→ Given instruction
The required result is the exact run of lines beginning at the one containing "Segment bicycle wheel from the image above." and ending at the last line of the entries.

┌─ Given entries

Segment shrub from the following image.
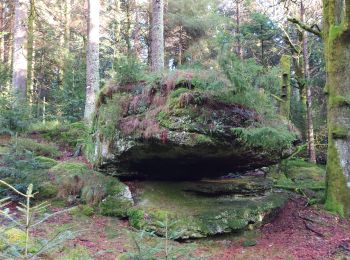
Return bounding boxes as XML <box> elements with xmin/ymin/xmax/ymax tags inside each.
<box><xmin>13</xmin><ymin>138</ymin><xmax>61</xmax><ymax>158</ymax></box>
<box><xmin>29</xmin><ymin>121</ymin><xmax>87</xmax><ymax>148</ymax></box>
<box><xmin>231</xmin><ymin>127</ymin><xmax>296</xmax><ymax>151</ymax></box>
<box><xmin>49</xmin><ymin>161</ymin><xmax>89</xmax><ymax>199</ymax></box>
<box><xmin>110</xmin><ymin>57</ymin><xmax>145</xmax><ymax>85</ymax></box>
<box><xmin>0</xmin><ymin>180</ymin><xmax>74</xmax><ymax>259</ymax></box>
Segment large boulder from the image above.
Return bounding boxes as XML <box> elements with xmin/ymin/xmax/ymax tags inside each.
<box><xmin>124</xmin><ymin>180</ymin><xmax>288</xmax><ymax>239</ymax></box>
<box><xmin>87</xmin><ymin>72</ymin><xmax>296</xmax><ymax>179</ymax></box>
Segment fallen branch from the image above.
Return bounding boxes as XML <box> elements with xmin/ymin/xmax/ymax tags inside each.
<box><xmin>288</xmin><ymin>18</ymin><xmax>322</xmax><ymax>38</ymax></box>
<box><xmin>303</xmin><ymin>221</ymin><xmax>325</xmax><ymax>237</ymax></box>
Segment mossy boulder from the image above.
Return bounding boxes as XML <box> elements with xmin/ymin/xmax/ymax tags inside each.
<box><xmin>0</xmin><ymin>228</ymin><xmax>26</xmax><ymax>250</ymax></box>
<box><xmin>127</xmin><ymin>180</ymin><xmax>288</xmax><ymax>239</ymax></box>
<box><xmin>269</xmin><ymin>159</ymin><xmax>326</xmax><ymax>203</ymax></box>
<box><xmin>45</xmin><ymin>161</ymin><xmax>133</xmax><ymax>212</ymax></box>
<box><xmin>87</xmin><ymin>72</ymin><xmax>296</xmax><ymax>179</ymax></box>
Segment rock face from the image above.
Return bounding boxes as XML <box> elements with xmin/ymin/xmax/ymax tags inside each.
<box><xmin>88</xmin><ymin>69</ymin><xmax>295</xmax><ymax>179</ymax></box>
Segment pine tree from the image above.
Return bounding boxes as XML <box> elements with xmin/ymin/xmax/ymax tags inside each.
<box><xmin>151</xmin><ymin>0</ymin><xmax>164</xmax><ymax>71</ymax></box>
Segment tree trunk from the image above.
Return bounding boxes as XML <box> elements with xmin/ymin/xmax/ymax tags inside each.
<box><xmin>300</xmin><ymin>1</ymin><xmax>316</xmax><ymax>163</ymax></box>
<box><xmin>12</xmin><ymin>0</ymin><xmax>28</xmax><ymax>103</ymax></box>
<box><xmin>151</xmin><ymin>0</ymin><xmax>164</xmax><ymax>72</ymax></box>
<box><xmin>63</xmin><ymin>0</ymin><xmax>72</xmax><ymax>52</ymax></box>
<box><xmin>236</xmin><ymin>0</ymin><xmax>243</xmax><ymax>60</ymax></box>
<box><xmin>27</xmin><ymin>0</ymin><xmax>35</xmax><ymax>104</ymax></box>
<box><xmin>323</xmin><ymin>0</ymin><xmax>350</xmax><ymax>216</ymax></box>
<box><xmin>84</xmin><ymin>0</ymin><xmax>100</xmax><ymax>123</ymax></box>
<box><xmin>0</xmin><ymin>3</ymin><xmax>5</xmax><ymax>64</ymax></box>
<box><xmin>178</xmin><ymin>26</ymin><xmax>183</xmax><ymax>66</ymax></box>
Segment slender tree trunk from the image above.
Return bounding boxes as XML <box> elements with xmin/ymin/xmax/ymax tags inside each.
<box><xmin>323</xmin><ymin>0</ymin><xmax>350</xmax><ymax>216</ymax></box>
<box><xmin>27</xmin><ymin>0</ymin><xmax>35</xmax><ymax>104</ymax></box>
<box><xmin>133</xmin><ymin>6</ymin><xmax>142</xmax><ymax>59</ymax></box>
<box><xmin>236</xmin><ymin>0</ymin><xmax>243</xmax><ymax>60</ymax></box>
<box><xmin>63</xmin><ymin>0</ymin><xmax>72</xmax><ymax>52</ymax></box>
<box><xmin>84</xmin><ymin>0</ymin><xmax>100</xmax><ymax>123</ymax></box>
<box><xmin>4</xmin><ymin>3</ymin><xmax>15</xmax><ymax>68</ymax></box>
<box><xmin>178</xmin><ymin>26</ymin><xmax>183</xmax><ymax>66</ymax></box>
<box><xmin>279</xmin><ymin>55</ymin><xmax>292</xmax><ymax>120</ymax></box>
<box><xmin>300</xmin><ymin>1</ymin><xmax>316</xmax><ymax>163</ymax></box>
<box><xmin>151</xmin><ymin>0</ymin><xmax>164</xmax><ymax>72</ymax></box>
<box><xmin>0</xmin><ymin>3</ymin><xmax>5</xmax><ymax>63</ymax></box>
<box><xmin>12</xmin><ymin>0</ymin><xmax>28</xmax><ymax>103</ymax></box>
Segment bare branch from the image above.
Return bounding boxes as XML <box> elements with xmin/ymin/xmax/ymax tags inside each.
<box><xmin>288</xmin><ymin>18</ymin><xmax>322</xmax><ymax>38</ymax></box>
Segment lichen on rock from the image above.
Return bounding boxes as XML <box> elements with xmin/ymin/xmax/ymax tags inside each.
<box><xmin>88</xmin><ymin>71</ymin><xmax>296</xmax><ymax>179</ymax></box>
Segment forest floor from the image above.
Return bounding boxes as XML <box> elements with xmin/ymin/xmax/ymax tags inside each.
<box><xmin>2</xmin><ymin>134</ymin><xmax>350</xmax><ymax>260</ymax></box>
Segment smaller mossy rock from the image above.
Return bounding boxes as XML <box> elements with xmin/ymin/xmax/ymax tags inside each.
<box><xmin>0</xmin><ymin>145</ymin><xmax>10</xmax><ymax>156</ymax></box>
<box><xmin>269</xmin><ymin>159</ymin><xmax>326</xmax><ymax>204</ymax></box>
<box><xmin>35</xmin><ymin>156</ymin><xmax>58</xmax><ymax>169</ymax></box>
<box><xmin>35</xmin><ymin>181</ymin><xmax>58</xmax><ymax>200</ymax></box>
<box><xmin>99</xmin><ymin>194</ymin><xmax>133</xmax><ymax>218</ymax></box>
<box><xmin>86</xmin><ymin>71</ymin><xmax>297</xmax><ymax>180</ymax></box>
<box><xmin>274</xmin><ymin>159</ymin><xmax>326</xmax><ymax>191</ymax></box>
<box><xmin>12</xmin><ymin>138</ymin><xmax>61</xmax><ymax>158</ymax></box>
<box><xmin>0</xmin><ymin>228</ymin><xmax>26</xmax><ymax>250</ymax></box>
<box><xmin>29</xmin><ymin>120</ymin><xmax>86</xmax><ymax>148</ymax></box>
<box><xmin>50</xmin><ymin>160</ymin><xmax>89</xmax><ymax>176</ymax></box>
<box><xmin>242</xmin><ymin>240</ymin><xmax>257</xmax><ymax>247</ymax></box>
<box><xmin>127</xmin><ymin>182</ymin><xmax>288</xmax><ymax>239</ymax></box>
<box><xmin>57</xmin><ymin>245</ymin><xmax>94</xmax><ymax>260</ymax></box>
<box><xmin>184</xmin><ymin>176</ymin><xmax>273</xmax><ymax>196</ymax></box>
<box><xmin>99</xmin><ymin>177</ymin><xmax>134</xmax><ymax>218</ymax></box>
<box><xmin>49</xmin><ymin>161</ymin><xmax>89</xmax><ymax>199</ymax></box>
<box><xmin>47</xmin><ymin>161</ymin><xmax>133</xmax><ymax>211</ymax></box>
<box><xmin>70</xmin><ymin>204</ymin><xmax>95</xmax><ymax>217</ymax></box>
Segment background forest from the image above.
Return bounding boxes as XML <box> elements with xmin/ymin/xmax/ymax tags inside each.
<box><xmin>0</xmin><ymin>0</ymin><xmax>350</xmax><ymax>259</ymax></box>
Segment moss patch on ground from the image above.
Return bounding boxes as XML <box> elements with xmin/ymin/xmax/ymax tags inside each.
<box><xmin>270</xmin><ymin>159</ymin><xmax>326</xmax><ymax>203</ymax></box>
<box><xmin>12</xmin><ymin>138</ymin><xmax>61</xmax><ymax>158</ymax></box>
<box><xmin>128</xmin><ymin>182</ymin><xmax>287</xmax><ymax>239</ymax></box>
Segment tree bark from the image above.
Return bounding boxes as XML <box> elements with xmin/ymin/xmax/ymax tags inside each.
<box><xmin>236</xmin><ymin>0</ymin><xmax>243</xmax><ymax>60</ymax></box>
<box><xmin>323</xmin><ymin>0</ymin><xmax>350</xmax><ymax>216</ymax></box>
<box><xmin>300</xmin><ymin>1</ymin><xmax>316</xmax><ymax>163</ymax></box>
<box><xmin>84</xmin><ymin>0</ymin><xmax>100</xmax><ymax>123</ymax></box>
<box><xmin>0</xmin><ymin>3</ymin><xmax>5</xmax><ymax>64</ymax></box>
<box><xmin>151</xmin><ymin>0</ymin><xmax>164</xmax><ymax>72</ymax></box>
<box><xmin>27</xmin><ymin>0</ymin><xmax>35</xmax><ymax>103</ymax></box>
<box><xmin>12</xmin><ymin>0</ymin><xmax>28</xmax><ymax>104</ymax></box>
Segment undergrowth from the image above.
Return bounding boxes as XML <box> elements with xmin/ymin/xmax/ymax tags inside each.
<box><xmin>231</xmin><ymin>127</ymin><xmax>296</xmax><ymax>151</ymax></box>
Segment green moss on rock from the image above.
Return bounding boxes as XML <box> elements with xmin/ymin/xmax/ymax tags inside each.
<box><xmin>128</xmin><ymin>182</ymin><xmax>287</xmax><ymax>239</ymax></box>
<box><xmin>87</xmin><ymin>71</ymin><xmax>297</xmax><ymax>178</ymax></box>
<box><xmin>13</xmin><ymin>138</ymin><xmax>61</xmax><ymax>158</ymax></box>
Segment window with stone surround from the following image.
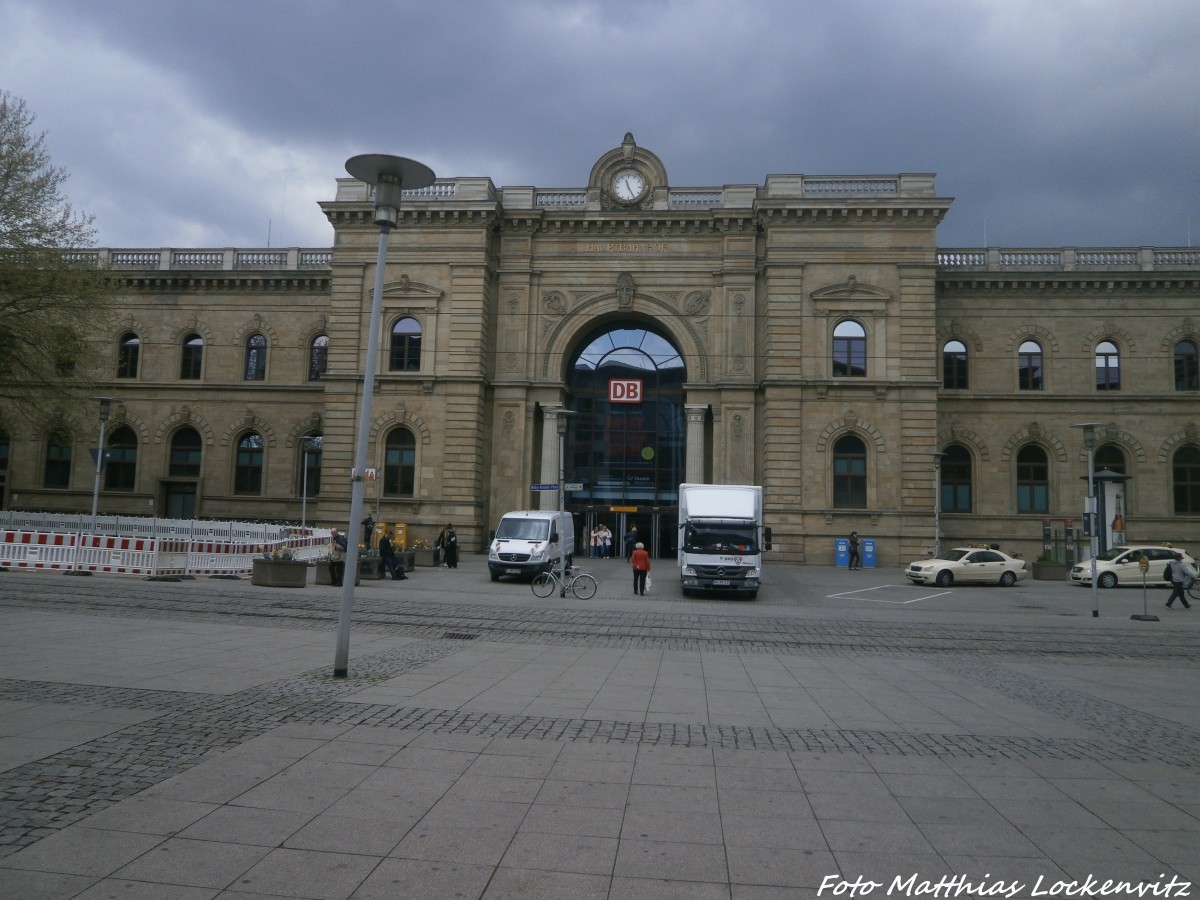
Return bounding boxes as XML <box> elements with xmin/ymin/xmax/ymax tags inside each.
<box><xmin>1016</xmin><ymin>444</ymin><xmax>1050</xmax><ymax>512</ymax></box>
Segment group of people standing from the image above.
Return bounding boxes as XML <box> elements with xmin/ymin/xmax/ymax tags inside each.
<box><xmin>588</xmin><ymin>522</ymin><xmax>612</xmax><ymax>559</ymax></box>
<box><xmin>329</xmin><ymin>523</ymin><xmax>458</xmax><ymax>584</ymax></box>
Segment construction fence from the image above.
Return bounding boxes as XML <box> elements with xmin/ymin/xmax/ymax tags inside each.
<box><xmin>0</xmin><ymin>510</ymin><xmax>329</xmax><ymax>577</ymax></box>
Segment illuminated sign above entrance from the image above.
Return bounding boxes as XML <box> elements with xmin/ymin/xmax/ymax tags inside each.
<box><xmin>608</xmin><ymin>378</ymin><xmax>642</xmax><ymax>403</ymax></box>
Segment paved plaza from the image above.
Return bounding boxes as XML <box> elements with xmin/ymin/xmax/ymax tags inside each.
<box><xmin>0</xmin><ymin>557</ymin><xmax>1200</xmax><ymax>900</ymax></box>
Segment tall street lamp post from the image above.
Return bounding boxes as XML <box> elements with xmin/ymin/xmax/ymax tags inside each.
<box><xmin>91</xmin><ymin>397</ymin><xmax>122</xmax><ymax>534</ymax></box>
<box><xmin>334</xmin><ymin>154</ymin><xmax>437</xmax><ymax>678</ymax></box>
<box><xmin>1070</xmin><ymin>422</ymin><xmax>1108</xmax><ymax>619</ymax></box>
<box><xmin>300</xmin><ymin>434</ymin><xmax>320</xmax><ymax>528</ymax></box>
<box><xmin>934</xmin><ymin>451</ymin><xmax>946</xmax><ymax>559</ymax></box>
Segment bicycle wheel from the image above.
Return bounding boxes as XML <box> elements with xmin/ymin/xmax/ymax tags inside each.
<box><xmin>571</xmin><ymin>572</ymin><xmax>596</xmax><ymax>600</ymax></box>
<box><xmin>529</xmin><ymin>572</ymin><xmax>558</xmax><ymax>598</ymax></box>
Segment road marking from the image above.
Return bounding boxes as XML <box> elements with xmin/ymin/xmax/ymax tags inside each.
<box><xmin>826</xmin><ymin>584</ymin><xmax>954</xmax><ymax>605</ymax></box>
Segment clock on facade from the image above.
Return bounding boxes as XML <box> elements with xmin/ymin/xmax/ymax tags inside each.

└─

→ Solution for this task
Segment bicycle wheel from the image above.
Return bounding boxes as XML <box> elements with xmin/ymin/xmax/ymax tags inside each.
<box><xmin>571</xmin><ymin>572</ymin><xmax>596</xmax><ymax>600</ymax></box>
<box><xmin>529</xmin><ymin>572</ymin><xmax>558</xmax><ymax>598</ymax></box>
Segment road marking from the image above.
Return bounding boxes as XML <box> elements with xmin/ymin/xmax/ymax tags inside each.
<box><xmin>826</xmin><ymin>584</ymin><xmax>954</xmax><ymax>605</ymax></box>
Segment clock on facade from the image above.
Return bounding boxes as XML <box> elements with xmin/ymin/xmax/ymax tags inside each.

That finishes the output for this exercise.